Lesetext:
Ein großer, meist durch Zufall ausgelöster Hipness-Schub ist in der heimischen Popmusik selten. Wer hätte einst gedacht, dass aus den einen recht hilflosen Hip-Hop praktizierenden Dr. Moreaus Creatures der global erfolgreiche Downbeat-Philosoph Peter Kruder hervorgehen würde? Wer hätte dem Drahdiwaberl-Bassisten Hansi Hölzl den Sprung an die Spitze der US-Charts vorausgesagt?

Ähnlich krass mutet die Verwandlung von Bilderbuch an, einer von Gymnasiasten der Stifte Kremsmünster und Schlierbach gegründeten Band. Letzten Herbst war es so weit. Mit der EP „Feinste Seide“ war ein großartiges Soundhybrid aus Elektronik und Punk geboren, und die Band stand am Scheideweg: entweder weiter auf kleiner Flamme im Haifischbecken des Indiepop köcheln oder den goscherten Popentwurf wagen. Das Quartett entschied sich für das Risiko. „Deutschsprachige Musik ist immer so kühl und überraschungsarm. Wir wollten souliger werden“, sagt der 24-jährige platinblonde Sänger Maurice Ernst. „Wie Falco wollten wir jetzt auch einmal ein bisserl auf den Tisch hauen.“

Der Hieb saß. Nicht zuletzt durch zwei smarte Videos von Antonin Pevny. „Plansch“ sammelte über 100.000, „Maschin“ sogar 274.000 Klicks. Die deutschen Festivalveranstalter haben großen Appetit auf Bilderbuch. Im Sommer sind sie auf zahllosen internationalen Festivals gebucht. Ihr mitreißender neuer Sound vereint den Spaß an der Elektronik mit Soul-Feeling und Punk-Attitüde. Und seit Falco hat niemand mehr mit solcher Leichtigkeit freche Parolen gespuckt. „Ich bin wieder da. An der Bar deiner Wahl. Ein Rebell, Rebell wie ein Hund – auf der Jagd“, japste Ernst hormongeladen bereits im Opener „Feinste Seide“. Die transparente Struktur des Songs wurde von wuchtig ins Keyboard gehackten Grooves und passioniertem Gitarrengeknatter effektvoll aufgebauscht.

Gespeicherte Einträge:
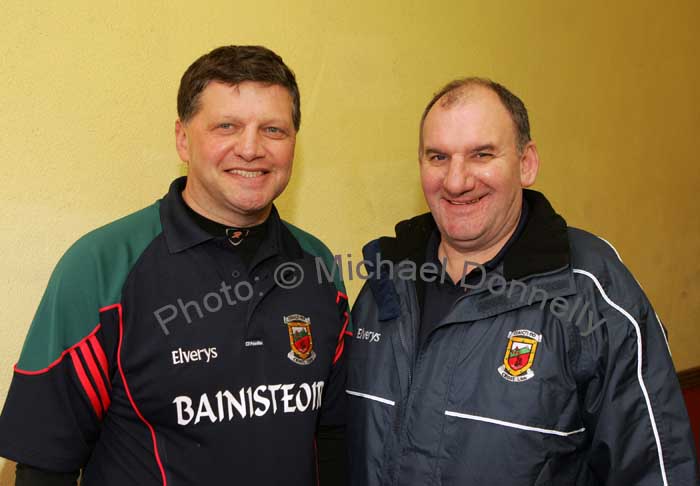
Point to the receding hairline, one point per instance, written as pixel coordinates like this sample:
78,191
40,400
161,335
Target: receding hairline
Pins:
460,91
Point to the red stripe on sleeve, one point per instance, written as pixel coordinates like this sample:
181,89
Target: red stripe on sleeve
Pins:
101,357
341,339
85,381
58,360
96,375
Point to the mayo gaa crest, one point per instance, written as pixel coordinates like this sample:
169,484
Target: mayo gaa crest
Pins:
300,339
520,353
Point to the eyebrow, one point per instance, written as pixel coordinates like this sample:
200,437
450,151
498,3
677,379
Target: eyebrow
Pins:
489,147
432,151
479,148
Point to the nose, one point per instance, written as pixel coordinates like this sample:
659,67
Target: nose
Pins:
459,177
248,146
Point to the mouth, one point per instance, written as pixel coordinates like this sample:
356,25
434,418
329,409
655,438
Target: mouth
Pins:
465,202
248,174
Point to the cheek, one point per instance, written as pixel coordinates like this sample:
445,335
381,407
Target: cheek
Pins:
431,180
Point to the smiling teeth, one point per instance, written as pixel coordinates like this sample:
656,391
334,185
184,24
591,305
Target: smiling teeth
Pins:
473,201
247,173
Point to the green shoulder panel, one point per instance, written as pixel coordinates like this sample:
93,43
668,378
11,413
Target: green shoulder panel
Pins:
312,245
88,277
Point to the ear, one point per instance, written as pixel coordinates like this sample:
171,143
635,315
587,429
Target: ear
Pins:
529,165
182,141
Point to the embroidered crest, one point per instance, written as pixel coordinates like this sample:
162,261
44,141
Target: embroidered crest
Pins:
520,354
300,340
235,236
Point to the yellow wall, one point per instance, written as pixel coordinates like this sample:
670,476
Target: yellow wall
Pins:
87,98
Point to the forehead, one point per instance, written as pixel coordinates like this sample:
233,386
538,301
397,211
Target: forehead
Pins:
475,116
248,96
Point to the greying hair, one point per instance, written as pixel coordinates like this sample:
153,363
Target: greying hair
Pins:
234,65
456,91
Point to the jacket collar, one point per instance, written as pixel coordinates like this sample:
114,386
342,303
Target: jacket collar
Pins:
541,248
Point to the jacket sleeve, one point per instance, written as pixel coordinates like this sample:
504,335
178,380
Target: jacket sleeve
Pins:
61,386
30,476
632,405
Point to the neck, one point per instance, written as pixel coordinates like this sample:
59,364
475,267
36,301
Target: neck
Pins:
228,219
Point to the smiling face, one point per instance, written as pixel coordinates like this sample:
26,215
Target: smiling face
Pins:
472,172
239,147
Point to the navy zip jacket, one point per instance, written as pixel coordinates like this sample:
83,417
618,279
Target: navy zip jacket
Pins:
553,369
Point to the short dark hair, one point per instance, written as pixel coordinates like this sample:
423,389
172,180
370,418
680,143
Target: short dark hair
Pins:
455,91
234,65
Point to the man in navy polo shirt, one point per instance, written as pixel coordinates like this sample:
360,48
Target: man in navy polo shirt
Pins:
189,343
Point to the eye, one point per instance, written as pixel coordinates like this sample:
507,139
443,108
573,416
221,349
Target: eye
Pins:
274,132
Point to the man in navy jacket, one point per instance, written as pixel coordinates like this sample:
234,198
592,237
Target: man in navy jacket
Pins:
496,345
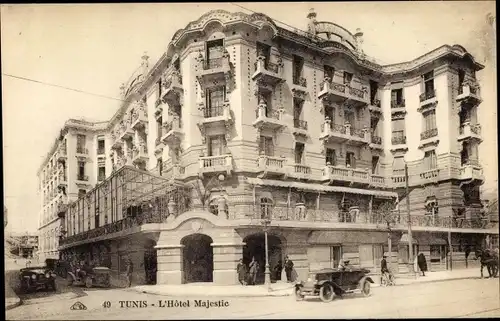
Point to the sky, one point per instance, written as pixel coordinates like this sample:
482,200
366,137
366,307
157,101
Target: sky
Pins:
95,48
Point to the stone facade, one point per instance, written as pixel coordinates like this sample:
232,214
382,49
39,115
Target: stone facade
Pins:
305,131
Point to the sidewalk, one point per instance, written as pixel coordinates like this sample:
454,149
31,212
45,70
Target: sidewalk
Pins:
401,279
208,289
286,289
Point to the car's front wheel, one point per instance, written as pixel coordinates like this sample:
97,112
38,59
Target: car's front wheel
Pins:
366,289
298,294
326,293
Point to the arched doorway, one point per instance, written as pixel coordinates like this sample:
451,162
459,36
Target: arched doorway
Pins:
197,258
255,247
150,262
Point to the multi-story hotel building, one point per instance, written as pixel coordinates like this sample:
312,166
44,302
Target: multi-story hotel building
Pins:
75,163
243,125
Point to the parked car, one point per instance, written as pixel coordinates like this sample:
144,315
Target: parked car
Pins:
97,276
327,283
35,278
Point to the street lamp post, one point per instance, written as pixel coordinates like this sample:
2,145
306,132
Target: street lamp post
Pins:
267,271
410,240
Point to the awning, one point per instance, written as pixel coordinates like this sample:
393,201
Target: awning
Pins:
321,188
344,237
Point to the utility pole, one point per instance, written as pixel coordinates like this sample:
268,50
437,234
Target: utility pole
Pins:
410,239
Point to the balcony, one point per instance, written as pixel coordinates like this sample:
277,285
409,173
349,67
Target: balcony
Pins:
398,143
215,70
82,180
469,93
268,74
376,142
268,119
375,107
172,86
216,164
125,132
300,171
468,131
271,165
140,154
62,154
300,127
80,152
333,174
427,99
471,173
175,172
139,119
429,176
299,88
429,137
341,93
337,133
398,107
172,132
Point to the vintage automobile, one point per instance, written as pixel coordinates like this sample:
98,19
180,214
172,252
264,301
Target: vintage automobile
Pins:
35,278
98,276
327,283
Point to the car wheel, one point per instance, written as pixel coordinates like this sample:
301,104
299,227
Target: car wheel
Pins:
298,294
366,288
88,282
326,293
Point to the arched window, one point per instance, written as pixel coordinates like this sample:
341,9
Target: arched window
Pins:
266,207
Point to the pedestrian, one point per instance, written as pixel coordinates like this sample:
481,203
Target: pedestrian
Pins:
241,269
254,267
128,273
277,271
384,270
288,268
422,263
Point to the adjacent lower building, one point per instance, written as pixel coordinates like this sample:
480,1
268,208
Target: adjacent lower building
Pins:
244,128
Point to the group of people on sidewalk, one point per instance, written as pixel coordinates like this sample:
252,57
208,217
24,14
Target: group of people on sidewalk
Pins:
247,275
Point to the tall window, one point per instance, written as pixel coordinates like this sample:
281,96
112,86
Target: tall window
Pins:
266,146
398,131
217,145
159,164
429,84
397,99
299,153
349,118
298,66
430,160
375,164
429,120
347,78
264,50
266,206
329,71
215,101
80,144
350,160
100,146
81,170
297,113
102,173
215,51
373,91
331,157
398,166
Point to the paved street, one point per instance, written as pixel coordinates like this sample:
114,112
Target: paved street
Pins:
460,298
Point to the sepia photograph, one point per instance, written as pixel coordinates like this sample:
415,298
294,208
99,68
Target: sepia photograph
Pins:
293,160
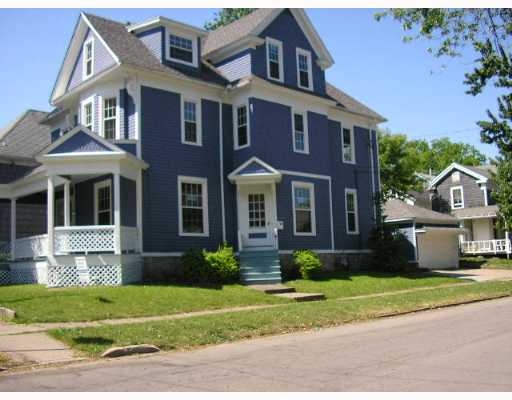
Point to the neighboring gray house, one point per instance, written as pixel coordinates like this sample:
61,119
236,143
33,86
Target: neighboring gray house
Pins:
432,236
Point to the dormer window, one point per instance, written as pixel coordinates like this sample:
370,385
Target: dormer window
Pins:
304,78
88,58
275,59
182,49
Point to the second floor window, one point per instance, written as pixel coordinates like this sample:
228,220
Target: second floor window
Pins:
180,48
242,133
348,146
88,56
274,59
109,118
304,69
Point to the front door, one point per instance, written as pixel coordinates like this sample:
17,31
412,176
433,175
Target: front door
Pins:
257,215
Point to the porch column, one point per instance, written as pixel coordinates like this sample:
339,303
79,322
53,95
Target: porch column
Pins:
67,205
13,228
117,213
50,213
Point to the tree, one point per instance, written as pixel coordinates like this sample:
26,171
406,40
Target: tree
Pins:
226,16
489,32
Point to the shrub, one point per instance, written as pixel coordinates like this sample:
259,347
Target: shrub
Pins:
308,263
205,267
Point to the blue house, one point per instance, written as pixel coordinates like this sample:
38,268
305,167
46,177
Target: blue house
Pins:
167,137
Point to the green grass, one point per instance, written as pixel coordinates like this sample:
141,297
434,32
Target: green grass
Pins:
339,284
36,303
213,329
484,262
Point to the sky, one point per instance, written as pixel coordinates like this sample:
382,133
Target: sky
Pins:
420,96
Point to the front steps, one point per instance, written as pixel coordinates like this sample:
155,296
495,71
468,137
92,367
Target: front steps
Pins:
260,266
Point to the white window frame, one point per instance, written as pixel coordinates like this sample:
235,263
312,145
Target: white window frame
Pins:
204,193
184,35
311,187
356,211
235,124
97,186
199,130
353,145
306,135
89,100
452,189
279,45
298,52
84,60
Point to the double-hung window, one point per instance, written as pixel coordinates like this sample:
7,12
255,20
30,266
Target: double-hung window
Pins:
193,206
304,78
348,146
457,197
242,127
300,132
274,59
88,58
109,118
351,212
191,126
303,197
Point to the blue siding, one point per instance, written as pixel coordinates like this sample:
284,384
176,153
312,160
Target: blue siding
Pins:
168,158
79,143
102,61
286,29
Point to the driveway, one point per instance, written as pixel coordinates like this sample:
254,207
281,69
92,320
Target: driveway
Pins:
464,348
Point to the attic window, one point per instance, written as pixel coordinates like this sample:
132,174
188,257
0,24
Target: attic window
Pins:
88,58
182,49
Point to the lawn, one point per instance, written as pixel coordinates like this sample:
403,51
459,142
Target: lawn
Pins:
213,329
484,262
36,303
340,284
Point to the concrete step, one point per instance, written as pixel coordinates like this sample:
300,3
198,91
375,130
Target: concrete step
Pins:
297,296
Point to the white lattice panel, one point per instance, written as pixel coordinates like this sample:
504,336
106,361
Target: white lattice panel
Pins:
84,239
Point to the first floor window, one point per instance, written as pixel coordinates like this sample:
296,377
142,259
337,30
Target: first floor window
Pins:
242,135
352,218
348,146
457,197
303,208
103,203
109,118
193,206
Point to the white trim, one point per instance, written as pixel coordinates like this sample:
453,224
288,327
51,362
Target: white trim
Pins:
279,45
204,194
298,52
180,33
452,189
97,186
356,211
199,125
90,41
305,131
235,125
352,145
311,187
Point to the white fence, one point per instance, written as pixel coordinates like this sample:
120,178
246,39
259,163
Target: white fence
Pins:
495,246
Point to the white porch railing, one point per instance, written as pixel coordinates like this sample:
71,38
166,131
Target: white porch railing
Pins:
494,246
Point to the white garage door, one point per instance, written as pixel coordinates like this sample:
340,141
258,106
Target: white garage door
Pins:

Übungsaufgaben:
(1) Beantworte anhand des Lesetexts über Bilderbuch diese Fragen:
(a) Mit welcher EP entstand das Soundhybrid aus Elektronik und Punk?
(b) Wie alt ist der Sänger Maurice Ernst?
(c) Wie viele Klicks sammelte das Video „Maschin“?
(2) Prüfe für jede Aussage, ob sie zum Lesetext über Bilderbuch passt:
(a) Bilderbuch wurde von Studenten einer Universität gegründet.
(b) Das Video „Plansch“ erhielt mehr Klicks als das Video „Maschin“.
(c) Die Band entschied sich für das Risiko.
(3) Setze den Lesetext über die Band Bilderbuch nach seinem letzten Satz mit einigen Sätzen fort.

Lösungen je Aufgabe:
(1)
(a) Mit der EP „Feinste Seide“.
(b) Er ist 24 Jahre alt.
(c) 274.000 Klicks.

(2)
(a) Nein: „einer von Gymnasiasten der Stifte Kremsmünster und Schlierbach gegründeten Band“
(b) Nein: „„Plansch“ sammelte über 100.000, „Maschin“ sogar 274.000 Klicks.“
(c) Ja: „Das Quartett entschied sich für das Risiko.“

(3)
„Wien, so kenn ich dich gar nicht!“

Die Fans im knallvollen Brut tobten von Anbeginn. „Wien, so kenn ich dich gar nicht!“, rief Ernst so begeistert wie kokett. Seine leicht hysterische Stimme erinnerte an den jungen David Byrne. Wie dieser flirtet er verwegen mit dem Desaster. „Unsere Jugend wird dahin sein wie der Rauch aus dem Schornstein“, hieß es in „Ein Boot für uns“. Befeuert von der Begeisterung des Publikums übte Ernst die totale Entrücktheit. Mit fliehendem Blick und viel Mut zum Falsett platzierte er seine griffigen Sprüche, zuweilen im verzerrten Autotune-Modus.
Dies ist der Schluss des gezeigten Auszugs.